Your goal: Word for word, return every record that follows.

--- Provided records ---

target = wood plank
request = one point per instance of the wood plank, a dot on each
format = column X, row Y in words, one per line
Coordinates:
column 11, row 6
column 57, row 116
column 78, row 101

---

Solution for this exercise:
target = wood plank
request = one point per instance of the wood plank, a dot on each
format = column X, row Y in words, one per line
Coordinates:
column 11, row 6
column 57, row 116
column 78, row 101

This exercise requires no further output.